- _WORK REQUIRED_
Please reproduce the entries exactly as they appear below, but not the pictures.

- _GIVEN DATA_
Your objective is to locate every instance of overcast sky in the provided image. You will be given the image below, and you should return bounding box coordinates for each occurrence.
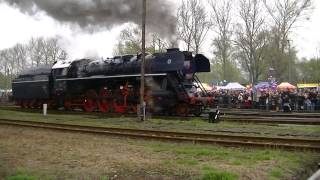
[0,1,319,59]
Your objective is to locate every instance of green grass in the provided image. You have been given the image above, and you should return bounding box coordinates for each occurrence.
[145,141,319,179]
[202,166,238,180]
[270,168,284,179]
[0,108,319,139]
[202,172,237,180]
[99,176,110,180]
[229,159,242,166]
[177,158,199,166]
[5,171,38,180]
[153,143,275,164]
[5,175,37,180]
[0,108,320,179]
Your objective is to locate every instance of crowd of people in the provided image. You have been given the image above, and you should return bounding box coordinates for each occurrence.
[211,89,320,112]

- _SOLUTION BELOW_
Your objective is to locate every instance of overcast sky in the provided image. You will be given the image below, and you should return bounding box coordinates for each occurrence.
[0,1,319,59]
Your objective is to locate every instance of green grass in the provided image. You have been given the image above, and you should return bounding box coordinates for each occurrence.
[145,141,319,179]
[202,166,238,180]
[270,168,284,179]
[0,108,319,139]
[202,172,237,180]
[99,176,110,180]
[229,159,242,166]
[177,158,199,166]
[5,171,38,180]
[153,143,275,164]
[5,175,37,180]
[0,108,320,179]
Your objective is to locate every instance of crowd of people in the provided image. You have been given the image above, and you should return bounding box coordinates for each occurrence.
[211,89,320,112]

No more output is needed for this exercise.